DIRECTIONS FOR THIS TASK. Write out the whole listing exactly as it stands.
## start DATASET
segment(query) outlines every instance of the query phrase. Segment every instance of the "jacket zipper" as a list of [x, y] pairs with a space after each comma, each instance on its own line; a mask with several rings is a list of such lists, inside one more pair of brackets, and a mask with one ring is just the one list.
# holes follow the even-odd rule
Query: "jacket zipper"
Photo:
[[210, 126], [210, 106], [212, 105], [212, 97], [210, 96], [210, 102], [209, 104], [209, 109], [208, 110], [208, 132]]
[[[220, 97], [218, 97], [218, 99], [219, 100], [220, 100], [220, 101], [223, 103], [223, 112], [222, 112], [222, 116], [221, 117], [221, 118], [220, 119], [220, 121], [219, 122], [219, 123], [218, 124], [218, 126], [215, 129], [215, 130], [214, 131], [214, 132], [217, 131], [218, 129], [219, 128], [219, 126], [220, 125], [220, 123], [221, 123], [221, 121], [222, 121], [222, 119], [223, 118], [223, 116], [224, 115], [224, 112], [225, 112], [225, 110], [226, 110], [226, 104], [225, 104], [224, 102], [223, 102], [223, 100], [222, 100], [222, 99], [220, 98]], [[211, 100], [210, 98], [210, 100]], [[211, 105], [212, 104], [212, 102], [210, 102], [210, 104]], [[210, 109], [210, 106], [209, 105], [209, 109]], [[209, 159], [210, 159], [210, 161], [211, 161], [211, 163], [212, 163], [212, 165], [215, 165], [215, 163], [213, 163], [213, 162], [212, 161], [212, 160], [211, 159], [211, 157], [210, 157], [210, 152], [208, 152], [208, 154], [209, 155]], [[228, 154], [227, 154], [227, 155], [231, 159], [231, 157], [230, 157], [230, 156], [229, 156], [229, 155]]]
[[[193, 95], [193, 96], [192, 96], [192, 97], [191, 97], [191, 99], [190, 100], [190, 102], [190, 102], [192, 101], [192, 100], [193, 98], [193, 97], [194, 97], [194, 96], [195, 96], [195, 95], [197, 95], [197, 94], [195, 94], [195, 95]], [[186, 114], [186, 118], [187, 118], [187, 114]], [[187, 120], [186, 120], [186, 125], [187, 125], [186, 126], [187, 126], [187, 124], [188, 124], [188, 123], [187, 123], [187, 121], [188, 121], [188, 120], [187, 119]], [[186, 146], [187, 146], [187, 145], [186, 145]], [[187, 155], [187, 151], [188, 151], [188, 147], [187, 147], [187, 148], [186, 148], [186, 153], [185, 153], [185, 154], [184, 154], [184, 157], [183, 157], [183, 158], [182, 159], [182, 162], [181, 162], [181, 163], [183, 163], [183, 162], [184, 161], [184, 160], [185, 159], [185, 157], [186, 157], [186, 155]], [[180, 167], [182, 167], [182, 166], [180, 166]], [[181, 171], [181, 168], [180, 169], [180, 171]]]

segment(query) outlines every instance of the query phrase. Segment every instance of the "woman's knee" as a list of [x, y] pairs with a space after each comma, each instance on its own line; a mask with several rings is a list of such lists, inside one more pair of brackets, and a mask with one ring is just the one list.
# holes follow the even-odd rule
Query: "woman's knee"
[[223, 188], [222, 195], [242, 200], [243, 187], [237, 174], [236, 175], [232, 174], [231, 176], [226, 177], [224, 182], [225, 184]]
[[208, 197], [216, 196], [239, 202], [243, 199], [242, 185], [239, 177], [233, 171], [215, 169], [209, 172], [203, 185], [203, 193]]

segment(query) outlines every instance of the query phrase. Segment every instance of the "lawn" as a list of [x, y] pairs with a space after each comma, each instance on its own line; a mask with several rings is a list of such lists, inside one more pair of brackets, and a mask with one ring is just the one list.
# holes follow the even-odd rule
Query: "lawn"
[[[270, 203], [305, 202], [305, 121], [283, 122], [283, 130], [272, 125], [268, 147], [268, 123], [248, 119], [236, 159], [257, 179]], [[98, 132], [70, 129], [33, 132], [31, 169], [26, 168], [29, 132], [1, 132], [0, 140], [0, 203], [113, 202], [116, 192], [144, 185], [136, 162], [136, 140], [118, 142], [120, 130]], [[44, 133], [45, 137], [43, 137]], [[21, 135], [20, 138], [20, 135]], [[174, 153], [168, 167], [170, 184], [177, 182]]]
## end DATASET
ANSWER TO THIS EXERCISE.
segment(query) outlines every instance of the query phrase. Segment every instance of the "jacket zipper" as a list of [x, y] pairs with a space after each comma, each instance on its own line; a mask with several rings is a list of such lists, inside one more pair of brackets, and a mask with one ring is just the one list.
# holes follow the even-odd rule
Query: "jacket zipper"
Photo:
[[210, 126], [210, 106], [212, 105], [212, 97], [210, 96], [210, 102], [209, 104], [209, 109], [208, 110], [208, 132]]
[[[220, 97], [218, 97], [218, 99], [219, 100], [220, 100], [220, 101], [223, 103], [223, 112], [222, 112], [222, 116], [221, 117], [221, 118], [220, 119], [220, 121], [219, 122], [219, 123], [218, 124], [218, 126], [215, 129], [215, 130], [214, 131], [214, 132], [217, 131], [218, 129], [219, 128], [219, 126], [220, 125], [220, 123], [221, 123], [221, 121], [222, 121], [222, 119], [223, 118], [223, 116], [224, 115], [224, 112], [225, 112], [225, 110], [226, 110], [226, 104], [225, 104], [224, 102], [223, 102], [223, 100], [222, 100], [222, 99], [220, 98]], [[211, 100], [210, 98], [210, 100]], [[211, 105], [212, 104], [212, 102], [210, 102], [210, 104]], [[210, 109], [210, 106], [209, 105], [209, 109]], [[209, 159], [210, 159], [210, 161], [211, 161], [211, 163], [212, 163], [212, 165], [215, 165], [215, 163], [213, 163], [213, 162], [212, 161], [212, 160], [211, 159], [211, 157], [210, 157], [210, 152], [208, 152], [208, 154], [209, 155]], [[228, 154], [227, 154], [227, 155], [231, 159], [231, 157], [230, 157], [230, 156], [229, 156], [229, 155]]]
[[[193, 95], [193, 96], [192, 96], [192, 97], [191, 97], [191, 99], [190, 100], [190, 102], [190, 102], [192, 101], [192, 100], [193, 98], [193, 97], [194, 97], [194, 96], [195, 96], [195, 95], [197, 95], [197, 94], [195, 94], [195, 95]], [[186, 114], [186, 118], [187, 118], [187, 114]], [[187, 120], [186, 120], [186, 125], [187, 125], [186, 126], [187, 126], [187, 124], [188, 124], [188, 123], [187, 123], [187, 121], [188, 121], [188, 120], [187, 119]], [[186, 146], [187, 146], [187, 145], [186, 145]], [[187, 155], [187, 151], [188, 151], [188, 147], [187, 147], [187, 148], [186, 148], [186, 153], [185, 153], [185, 154], [184, 154], [184, 157], [183, 157], [183, 158], [182, 159], [182, 162], [181, 162], [181, 163], [183, 163], [183, 162], [184, 161], [184, 160], [185, 159], [185, 157], [186, 157], [186, 155]], [[180, 167], [182, 167], [182, 166], [180, 166]], [[181, 171], [181, 168], [180, 169], [180, 171]]]

segment(query) outlines every instance of the query phrase. Segment every instance of the "woman's knee" as a list of [x, y] pairs with a space after each comma, each instance on its own line; a mask with several rings is a list of such lists, inside one more pair of brackets, and a mask with one ring is just the one list.
# holes follow the even-odd rule
Query: "woman's knee"
[[223, 188], [222, 195], [242, 200], [243, 187], [237, 174], [236, 175], [232, 174], [231, 176], [226, 177], [224, 182], [225, 184]]
[[208, 197], [216, 196], [239, 202], [243, 199], [242, 185], [239, 177], [233, 171], [215, 169], [209, 172], [203, 185], [203, 193]]

segment(query) outlines every instance of the query phrase. Segment every instance of the "lawn" as a list of [x, y] pairs with a space after each comma, each instance on its own line; a mask with several rings is a list of such lists, inside one more pair of brackets, and a mask with one ring is just the one list.
# holes follow the even-odd rule
Query: "lawn"
[[[270, 203], [305, 202], [305, 121], [283, 122], [283, 130], [272, 125], [268, 147], [268, 123], [248, 119], [236, 159], [257, 179]], [[98, 132], [70, 129], [33, 132], [31, 169], [26, 168], [29, 132], [1, 132], [0, 140], [0, 203], [113, 202], [116, 192], [144, 185], [136, 162], [136, 140], [118, 142], [120, 130]], [[44, 133], [45, 137], [43, 137]], [[21, 135], [20, 138], [20, 135]], [[174, 153], [168, 167], [170, 184], [177, 182]]]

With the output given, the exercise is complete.